Task goal:
Reproduce the stretch of the records from the line containing "Where is each instance of the green leaf" through the line containing "point(583, 285)", substituting "image" for every occurrence of "shot" and leaving everything else unchanged.

Material shown:

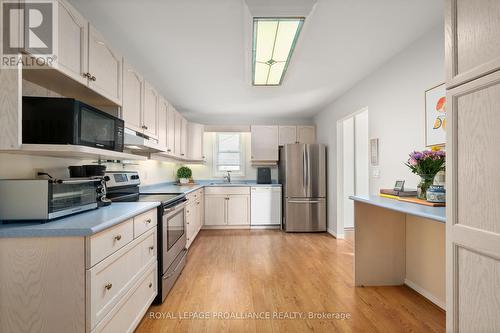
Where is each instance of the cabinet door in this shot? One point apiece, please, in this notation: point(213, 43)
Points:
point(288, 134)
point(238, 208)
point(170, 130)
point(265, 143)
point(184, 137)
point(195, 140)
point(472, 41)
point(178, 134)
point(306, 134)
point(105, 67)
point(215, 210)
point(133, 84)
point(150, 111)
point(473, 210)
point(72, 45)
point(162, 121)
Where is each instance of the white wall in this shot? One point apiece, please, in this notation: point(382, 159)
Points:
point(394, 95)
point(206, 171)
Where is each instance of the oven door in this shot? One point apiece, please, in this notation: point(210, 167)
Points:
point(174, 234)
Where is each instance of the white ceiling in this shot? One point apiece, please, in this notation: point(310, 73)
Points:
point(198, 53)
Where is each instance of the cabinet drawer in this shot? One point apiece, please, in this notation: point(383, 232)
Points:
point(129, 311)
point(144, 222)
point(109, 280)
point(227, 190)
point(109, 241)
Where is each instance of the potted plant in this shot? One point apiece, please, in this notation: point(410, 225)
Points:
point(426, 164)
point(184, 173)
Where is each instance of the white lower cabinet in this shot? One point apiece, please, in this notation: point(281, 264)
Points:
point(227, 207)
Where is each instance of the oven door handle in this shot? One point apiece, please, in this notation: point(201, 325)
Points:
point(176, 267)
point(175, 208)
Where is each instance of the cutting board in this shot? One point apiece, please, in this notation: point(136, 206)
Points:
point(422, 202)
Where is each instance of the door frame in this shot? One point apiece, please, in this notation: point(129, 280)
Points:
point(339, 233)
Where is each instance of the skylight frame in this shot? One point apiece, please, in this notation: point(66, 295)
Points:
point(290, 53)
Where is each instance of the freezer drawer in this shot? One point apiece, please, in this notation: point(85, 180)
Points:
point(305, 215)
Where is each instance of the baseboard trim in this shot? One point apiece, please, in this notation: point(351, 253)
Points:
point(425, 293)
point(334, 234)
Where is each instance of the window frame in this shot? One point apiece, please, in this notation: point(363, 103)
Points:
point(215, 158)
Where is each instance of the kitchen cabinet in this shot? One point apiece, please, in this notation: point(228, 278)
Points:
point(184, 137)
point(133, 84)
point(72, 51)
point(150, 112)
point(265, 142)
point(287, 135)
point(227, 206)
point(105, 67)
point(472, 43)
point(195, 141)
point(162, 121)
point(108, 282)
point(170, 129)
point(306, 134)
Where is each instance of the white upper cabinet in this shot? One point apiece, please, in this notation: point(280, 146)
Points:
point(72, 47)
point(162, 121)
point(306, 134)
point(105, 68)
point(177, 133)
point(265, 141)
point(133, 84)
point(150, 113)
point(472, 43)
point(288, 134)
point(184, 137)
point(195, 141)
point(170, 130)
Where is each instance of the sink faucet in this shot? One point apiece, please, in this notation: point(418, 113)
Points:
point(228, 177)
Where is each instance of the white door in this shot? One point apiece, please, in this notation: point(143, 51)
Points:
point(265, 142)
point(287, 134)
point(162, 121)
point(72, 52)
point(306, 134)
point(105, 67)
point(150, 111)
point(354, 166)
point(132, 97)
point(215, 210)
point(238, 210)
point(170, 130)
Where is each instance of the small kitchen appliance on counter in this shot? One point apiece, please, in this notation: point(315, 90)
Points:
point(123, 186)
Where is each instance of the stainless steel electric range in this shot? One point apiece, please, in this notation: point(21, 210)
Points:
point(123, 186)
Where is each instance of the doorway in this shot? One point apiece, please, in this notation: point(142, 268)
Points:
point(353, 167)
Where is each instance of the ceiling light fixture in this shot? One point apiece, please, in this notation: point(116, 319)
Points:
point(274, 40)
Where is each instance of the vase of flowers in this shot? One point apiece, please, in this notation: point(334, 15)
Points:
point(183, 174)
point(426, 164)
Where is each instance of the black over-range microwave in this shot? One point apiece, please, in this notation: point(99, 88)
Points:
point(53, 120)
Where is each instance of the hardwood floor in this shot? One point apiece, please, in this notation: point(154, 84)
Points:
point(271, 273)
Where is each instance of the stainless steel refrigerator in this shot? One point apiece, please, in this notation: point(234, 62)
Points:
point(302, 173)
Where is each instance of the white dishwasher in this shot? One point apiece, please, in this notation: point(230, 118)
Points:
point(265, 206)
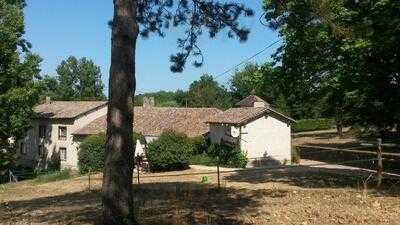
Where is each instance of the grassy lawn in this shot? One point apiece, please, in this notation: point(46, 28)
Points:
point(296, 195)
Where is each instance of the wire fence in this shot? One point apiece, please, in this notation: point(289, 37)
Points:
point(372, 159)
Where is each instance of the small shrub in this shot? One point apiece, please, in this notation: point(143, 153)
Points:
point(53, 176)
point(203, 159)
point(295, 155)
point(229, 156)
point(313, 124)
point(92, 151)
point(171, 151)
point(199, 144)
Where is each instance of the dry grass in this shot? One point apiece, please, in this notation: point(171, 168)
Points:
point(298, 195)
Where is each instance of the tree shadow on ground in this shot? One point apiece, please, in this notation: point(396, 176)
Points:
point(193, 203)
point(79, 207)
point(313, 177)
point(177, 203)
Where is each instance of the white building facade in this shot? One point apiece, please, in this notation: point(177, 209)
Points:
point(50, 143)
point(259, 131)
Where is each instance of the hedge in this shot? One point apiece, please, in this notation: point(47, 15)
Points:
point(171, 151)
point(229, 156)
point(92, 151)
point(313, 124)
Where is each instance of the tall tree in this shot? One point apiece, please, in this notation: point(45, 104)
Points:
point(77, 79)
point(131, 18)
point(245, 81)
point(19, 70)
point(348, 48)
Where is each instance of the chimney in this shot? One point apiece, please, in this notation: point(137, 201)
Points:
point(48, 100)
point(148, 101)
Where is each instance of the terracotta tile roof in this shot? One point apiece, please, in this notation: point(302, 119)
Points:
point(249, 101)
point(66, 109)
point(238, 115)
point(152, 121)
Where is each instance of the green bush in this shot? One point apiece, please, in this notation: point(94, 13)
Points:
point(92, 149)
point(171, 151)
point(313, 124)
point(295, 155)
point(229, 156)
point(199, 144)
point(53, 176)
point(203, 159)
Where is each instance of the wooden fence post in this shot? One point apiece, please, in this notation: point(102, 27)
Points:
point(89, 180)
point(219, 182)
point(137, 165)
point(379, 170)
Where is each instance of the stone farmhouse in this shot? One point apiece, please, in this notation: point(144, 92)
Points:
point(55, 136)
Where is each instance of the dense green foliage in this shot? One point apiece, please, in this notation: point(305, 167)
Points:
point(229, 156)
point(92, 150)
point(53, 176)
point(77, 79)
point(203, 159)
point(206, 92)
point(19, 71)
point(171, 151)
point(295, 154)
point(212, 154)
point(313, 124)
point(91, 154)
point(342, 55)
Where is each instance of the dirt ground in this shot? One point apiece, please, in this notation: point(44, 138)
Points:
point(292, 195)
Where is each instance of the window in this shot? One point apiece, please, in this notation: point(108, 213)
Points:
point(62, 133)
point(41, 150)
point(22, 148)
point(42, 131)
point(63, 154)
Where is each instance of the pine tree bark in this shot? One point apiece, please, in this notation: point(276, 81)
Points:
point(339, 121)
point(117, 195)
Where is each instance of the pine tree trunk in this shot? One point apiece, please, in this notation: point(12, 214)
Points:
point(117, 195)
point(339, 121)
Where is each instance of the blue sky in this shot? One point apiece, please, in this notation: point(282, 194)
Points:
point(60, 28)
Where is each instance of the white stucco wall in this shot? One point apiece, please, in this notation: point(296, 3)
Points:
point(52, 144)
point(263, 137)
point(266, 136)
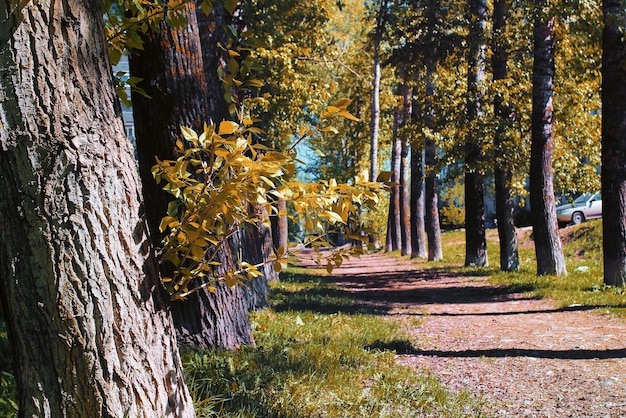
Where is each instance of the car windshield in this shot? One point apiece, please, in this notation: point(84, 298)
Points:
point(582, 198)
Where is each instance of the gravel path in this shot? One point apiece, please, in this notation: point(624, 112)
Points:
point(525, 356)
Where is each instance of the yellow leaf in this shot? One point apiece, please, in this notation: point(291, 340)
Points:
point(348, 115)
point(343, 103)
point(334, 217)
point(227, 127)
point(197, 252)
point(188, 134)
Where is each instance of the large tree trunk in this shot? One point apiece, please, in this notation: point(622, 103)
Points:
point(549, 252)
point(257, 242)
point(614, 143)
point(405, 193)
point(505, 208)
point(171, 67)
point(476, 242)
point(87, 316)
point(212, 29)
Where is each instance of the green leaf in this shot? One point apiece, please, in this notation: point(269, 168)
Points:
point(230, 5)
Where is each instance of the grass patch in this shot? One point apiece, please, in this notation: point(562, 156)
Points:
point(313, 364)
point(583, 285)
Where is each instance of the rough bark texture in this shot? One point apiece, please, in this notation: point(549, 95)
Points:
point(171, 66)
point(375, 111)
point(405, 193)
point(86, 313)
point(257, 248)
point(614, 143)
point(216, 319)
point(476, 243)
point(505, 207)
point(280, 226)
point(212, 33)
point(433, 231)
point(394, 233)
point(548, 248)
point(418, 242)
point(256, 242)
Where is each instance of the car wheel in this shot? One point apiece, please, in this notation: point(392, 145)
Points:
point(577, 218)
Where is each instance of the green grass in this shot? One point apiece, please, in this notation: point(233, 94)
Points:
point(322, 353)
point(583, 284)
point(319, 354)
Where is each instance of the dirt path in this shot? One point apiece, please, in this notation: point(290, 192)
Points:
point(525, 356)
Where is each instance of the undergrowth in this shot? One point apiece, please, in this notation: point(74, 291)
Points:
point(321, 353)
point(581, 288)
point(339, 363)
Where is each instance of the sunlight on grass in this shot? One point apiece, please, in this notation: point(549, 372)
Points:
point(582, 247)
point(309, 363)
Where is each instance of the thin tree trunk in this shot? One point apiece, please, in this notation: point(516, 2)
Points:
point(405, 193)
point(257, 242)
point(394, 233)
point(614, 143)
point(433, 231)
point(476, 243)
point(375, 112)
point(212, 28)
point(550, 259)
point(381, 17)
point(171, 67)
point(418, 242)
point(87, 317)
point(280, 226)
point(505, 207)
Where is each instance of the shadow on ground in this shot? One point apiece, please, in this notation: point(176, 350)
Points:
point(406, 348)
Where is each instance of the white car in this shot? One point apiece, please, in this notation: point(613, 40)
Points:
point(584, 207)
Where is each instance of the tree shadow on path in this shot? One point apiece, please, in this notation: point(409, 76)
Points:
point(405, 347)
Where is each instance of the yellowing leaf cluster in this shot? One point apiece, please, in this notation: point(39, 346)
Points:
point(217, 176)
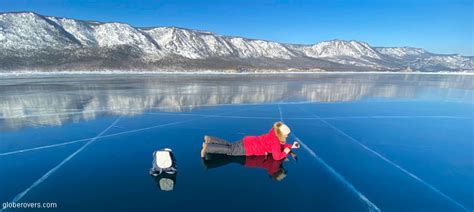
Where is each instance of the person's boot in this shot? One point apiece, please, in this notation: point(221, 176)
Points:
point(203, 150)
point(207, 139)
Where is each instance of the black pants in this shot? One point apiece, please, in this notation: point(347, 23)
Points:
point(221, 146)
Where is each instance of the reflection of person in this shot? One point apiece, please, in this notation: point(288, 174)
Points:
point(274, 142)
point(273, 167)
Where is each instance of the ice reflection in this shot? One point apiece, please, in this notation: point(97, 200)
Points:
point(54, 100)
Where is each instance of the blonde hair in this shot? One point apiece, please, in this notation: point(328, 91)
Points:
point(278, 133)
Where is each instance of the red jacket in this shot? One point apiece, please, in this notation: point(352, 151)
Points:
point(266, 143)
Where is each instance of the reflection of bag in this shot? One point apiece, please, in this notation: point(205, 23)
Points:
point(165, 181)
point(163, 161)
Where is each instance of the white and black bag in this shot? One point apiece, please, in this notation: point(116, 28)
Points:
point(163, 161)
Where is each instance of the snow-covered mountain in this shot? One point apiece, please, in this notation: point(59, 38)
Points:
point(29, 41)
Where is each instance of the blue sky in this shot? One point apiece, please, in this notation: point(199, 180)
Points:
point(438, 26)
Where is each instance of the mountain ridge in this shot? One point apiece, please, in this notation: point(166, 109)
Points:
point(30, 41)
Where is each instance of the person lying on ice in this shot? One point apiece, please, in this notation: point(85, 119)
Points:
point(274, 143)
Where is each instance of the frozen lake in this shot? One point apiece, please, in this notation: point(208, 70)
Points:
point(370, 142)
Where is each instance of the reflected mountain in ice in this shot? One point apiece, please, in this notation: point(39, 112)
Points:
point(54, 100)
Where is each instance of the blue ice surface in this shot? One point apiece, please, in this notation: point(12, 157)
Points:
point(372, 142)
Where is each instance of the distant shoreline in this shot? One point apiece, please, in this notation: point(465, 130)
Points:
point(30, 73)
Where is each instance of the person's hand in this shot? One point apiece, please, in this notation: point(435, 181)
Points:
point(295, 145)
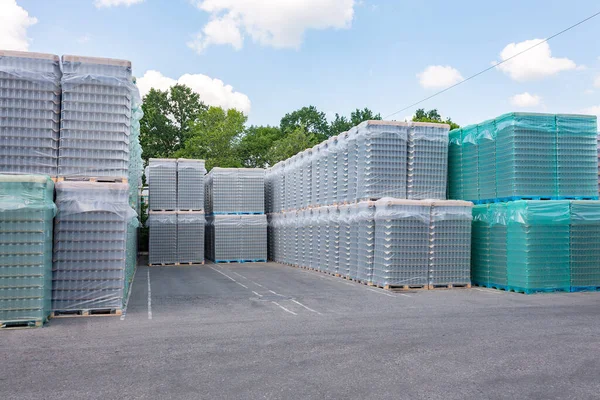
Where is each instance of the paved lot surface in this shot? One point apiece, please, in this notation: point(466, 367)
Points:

Solution to the problem:
Where is each instance of the green leaf in this image? One point apiece, please, in this notation: point(269, 168)
Points:
point(230, 5)
Where is each instance of the grass patch in this image? One point apiece, please, in this notation: point(562, 156)
Points:
point(313, 364)
point(583, 285)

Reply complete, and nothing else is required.